What you have to do
Reproduce only the lines that run from the line containing "Rules: pick out each instance of the small stone" to the end of the entries below, exactly as they stand.

Records provided

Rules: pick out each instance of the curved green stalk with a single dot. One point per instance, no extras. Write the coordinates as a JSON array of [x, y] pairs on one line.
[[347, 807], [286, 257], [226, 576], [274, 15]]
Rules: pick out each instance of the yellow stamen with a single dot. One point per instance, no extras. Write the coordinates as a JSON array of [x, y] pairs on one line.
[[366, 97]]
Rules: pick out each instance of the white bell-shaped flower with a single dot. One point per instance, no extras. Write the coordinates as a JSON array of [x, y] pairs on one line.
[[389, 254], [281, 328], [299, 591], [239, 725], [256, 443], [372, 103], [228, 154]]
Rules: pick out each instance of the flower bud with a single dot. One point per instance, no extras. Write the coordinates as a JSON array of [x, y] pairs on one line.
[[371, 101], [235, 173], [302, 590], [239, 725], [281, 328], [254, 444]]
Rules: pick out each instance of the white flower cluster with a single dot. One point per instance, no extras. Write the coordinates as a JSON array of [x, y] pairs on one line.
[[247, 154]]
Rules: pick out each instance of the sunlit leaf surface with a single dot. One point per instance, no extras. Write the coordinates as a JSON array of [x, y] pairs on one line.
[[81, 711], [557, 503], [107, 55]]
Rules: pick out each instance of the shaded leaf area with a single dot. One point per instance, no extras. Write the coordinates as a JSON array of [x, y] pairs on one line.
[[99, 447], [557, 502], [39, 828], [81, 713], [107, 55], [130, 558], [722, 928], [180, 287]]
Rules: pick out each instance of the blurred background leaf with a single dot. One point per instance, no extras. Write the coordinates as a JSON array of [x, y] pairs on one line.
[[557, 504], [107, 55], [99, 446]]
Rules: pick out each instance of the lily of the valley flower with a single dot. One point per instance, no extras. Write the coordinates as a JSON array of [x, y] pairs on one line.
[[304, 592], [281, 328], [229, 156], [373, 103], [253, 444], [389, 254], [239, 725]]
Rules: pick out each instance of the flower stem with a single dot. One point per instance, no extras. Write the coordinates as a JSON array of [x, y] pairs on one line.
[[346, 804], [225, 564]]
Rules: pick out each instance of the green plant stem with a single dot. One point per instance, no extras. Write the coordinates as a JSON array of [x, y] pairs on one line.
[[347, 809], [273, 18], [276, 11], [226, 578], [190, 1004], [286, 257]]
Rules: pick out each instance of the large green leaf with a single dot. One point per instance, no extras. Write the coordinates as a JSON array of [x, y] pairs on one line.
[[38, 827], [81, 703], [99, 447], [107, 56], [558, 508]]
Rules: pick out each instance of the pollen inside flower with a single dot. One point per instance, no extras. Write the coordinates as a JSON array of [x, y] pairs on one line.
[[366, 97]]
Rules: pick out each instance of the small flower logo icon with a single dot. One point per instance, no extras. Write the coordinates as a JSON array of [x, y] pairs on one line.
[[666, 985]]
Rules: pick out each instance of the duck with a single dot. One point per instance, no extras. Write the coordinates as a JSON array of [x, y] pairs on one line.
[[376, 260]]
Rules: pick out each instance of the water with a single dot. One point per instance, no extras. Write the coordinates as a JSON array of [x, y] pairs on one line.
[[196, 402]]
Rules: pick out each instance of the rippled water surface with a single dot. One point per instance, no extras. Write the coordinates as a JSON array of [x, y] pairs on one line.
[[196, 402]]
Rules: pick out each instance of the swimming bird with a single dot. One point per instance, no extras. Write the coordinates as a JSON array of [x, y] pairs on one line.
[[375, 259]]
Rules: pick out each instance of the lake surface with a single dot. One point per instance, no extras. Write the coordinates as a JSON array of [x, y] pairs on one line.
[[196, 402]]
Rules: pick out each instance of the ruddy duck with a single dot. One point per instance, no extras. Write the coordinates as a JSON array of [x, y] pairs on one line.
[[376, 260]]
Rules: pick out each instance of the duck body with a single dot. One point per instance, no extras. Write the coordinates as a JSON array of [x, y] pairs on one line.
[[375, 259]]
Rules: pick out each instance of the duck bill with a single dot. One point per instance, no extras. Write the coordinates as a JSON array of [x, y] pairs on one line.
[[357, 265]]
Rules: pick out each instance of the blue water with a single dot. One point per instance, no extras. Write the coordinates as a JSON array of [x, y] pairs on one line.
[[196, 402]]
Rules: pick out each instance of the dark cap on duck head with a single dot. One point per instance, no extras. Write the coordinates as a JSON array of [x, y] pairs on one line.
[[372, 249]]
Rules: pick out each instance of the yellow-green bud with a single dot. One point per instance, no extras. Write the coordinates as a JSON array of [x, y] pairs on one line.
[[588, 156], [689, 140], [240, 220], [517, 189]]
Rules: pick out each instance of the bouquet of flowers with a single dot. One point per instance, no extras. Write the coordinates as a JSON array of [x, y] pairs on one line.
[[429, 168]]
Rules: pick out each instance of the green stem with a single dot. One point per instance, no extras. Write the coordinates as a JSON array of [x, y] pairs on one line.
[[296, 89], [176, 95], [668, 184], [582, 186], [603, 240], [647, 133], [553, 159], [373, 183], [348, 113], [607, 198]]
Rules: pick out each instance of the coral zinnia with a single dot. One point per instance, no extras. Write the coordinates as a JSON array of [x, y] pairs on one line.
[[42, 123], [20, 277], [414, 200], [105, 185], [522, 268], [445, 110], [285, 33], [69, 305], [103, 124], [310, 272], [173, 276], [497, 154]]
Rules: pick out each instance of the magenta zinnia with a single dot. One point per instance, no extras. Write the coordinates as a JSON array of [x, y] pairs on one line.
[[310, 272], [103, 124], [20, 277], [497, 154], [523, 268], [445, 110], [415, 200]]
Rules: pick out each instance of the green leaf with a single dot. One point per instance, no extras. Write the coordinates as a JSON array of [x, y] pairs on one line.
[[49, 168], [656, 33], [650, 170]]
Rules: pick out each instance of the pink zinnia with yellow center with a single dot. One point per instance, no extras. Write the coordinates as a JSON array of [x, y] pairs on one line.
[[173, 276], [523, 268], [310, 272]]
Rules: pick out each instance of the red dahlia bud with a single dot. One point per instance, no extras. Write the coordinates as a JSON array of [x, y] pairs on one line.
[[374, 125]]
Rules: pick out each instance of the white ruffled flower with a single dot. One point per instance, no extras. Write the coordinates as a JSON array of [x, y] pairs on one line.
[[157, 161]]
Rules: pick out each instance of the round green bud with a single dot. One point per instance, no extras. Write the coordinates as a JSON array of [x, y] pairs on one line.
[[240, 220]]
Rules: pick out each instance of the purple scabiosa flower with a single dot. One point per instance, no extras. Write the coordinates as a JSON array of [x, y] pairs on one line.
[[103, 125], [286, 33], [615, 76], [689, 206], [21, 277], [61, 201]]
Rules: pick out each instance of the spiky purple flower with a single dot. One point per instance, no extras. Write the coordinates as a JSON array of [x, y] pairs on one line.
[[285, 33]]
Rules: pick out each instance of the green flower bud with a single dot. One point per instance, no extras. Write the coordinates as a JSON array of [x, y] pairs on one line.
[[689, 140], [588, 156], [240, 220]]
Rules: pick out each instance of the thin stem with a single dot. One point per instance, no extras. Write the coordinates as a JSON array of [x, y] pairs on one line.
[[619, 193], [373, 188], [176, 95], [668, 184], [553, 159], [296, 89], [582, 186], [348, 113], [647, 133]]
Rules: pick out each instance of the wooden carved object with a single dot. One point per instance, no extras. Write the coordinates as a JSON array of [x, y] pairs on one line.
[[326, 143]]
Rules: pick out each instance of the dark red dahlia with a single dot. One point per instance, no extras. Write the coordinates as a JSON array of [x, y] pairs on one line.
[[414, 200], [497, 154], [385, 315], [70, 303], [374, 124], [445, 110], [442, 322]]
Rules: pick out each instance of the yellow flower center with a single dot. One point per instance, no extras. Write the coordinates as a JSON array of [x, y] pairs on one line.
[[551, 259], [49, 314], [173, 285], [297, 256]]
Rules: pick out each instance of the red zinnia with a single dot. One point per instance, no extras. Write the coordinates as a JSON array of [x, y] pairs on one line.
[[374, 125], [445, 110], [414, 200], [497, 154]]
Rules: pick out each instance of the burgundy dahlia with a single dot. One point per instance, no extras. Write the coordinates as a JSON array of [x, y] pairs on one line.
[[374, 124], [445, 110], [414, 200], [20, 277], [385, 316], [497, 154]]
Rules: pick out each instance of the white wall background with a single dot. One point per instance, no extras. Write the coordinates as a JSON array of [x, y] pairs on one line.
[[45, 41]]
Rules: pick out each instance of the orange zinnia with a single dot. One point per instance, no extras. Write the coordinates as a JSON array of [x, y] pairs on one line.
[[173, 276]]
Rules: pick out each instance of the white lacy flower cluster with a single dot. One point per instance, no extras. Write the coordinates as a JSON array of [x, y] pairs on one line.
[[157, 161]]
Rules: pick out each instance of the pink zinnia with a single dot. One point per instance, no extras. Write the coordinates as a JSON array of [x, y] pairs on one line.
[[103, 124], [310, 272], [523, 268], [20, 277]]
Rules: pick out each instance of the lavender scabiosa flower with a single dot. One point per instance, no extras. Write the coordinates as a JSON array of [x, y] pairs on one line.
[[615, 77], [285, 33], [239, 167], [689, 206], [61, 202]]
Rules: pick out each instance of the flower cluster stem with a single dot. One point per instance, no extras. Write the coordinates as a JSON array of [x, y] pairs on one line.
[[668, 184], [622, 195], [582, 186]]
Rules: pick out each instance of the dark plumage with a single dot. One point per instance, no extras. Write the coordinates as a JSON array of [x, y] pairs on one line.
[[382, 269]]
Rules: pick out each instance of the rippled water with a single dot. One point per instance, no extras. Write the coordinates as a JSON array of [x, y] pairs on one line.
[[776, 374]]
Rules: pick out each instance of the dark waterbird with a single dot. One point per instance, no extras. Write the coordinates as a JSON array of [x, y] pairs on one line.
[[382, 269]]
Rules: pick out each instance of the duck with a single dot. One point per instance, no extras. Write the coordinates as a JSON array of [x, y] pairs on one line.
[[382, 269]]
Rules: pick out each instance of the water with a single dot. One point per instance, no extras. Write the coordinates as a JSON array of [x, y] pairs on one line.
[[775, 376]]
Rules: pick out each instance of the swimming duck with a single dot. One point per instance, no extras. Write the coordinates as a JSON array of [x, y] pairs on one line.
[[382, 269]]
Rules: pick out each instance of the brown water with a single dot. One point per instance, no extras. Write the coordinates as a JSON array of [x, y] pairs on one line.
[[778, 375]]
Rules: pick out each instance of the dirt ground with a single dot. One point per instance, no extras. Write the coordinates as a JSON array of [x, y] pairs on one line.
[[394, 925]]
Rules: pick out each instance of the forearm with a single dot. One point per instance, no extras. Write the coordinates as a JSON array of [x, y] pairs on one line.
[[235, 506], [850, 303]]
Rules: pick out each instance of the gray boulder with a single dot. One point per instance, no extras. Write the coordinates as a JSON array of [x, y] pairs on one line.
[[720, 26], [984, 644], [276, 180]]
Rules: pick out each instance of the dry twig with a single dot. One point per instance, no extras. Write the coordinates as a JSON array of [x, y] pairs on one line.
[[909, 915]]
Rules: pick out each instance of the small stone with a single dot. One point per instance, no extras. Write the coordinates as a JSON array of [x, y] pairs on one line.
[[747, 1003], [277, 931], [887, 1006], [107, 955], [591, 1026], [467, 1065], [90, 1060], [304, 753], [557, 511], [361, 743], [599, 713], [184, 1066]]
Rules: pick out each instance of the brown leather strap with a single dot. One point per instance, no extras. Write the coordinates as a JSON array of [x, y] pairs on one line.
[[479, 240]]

Answer area
Rules: pick out each instance of the small stone with a single dot. One point per instance, no extras. Write the coordinates as a JSON array of [x, y] pairs on one line.
[[747, 1003], [277, 931], [887, 1006], [107, 955], [591, 1026], [467, 1065], [90, 1060], [304, 753], [557, 511], [361, 743], [599, 713], [184, 1066]]
Rules: pick out each instance of the brown leather strap with a single dot. One point per instance, no extras. Write the coordinates as a JSON array of [x, y] pairs on one line.
[[479, 240]]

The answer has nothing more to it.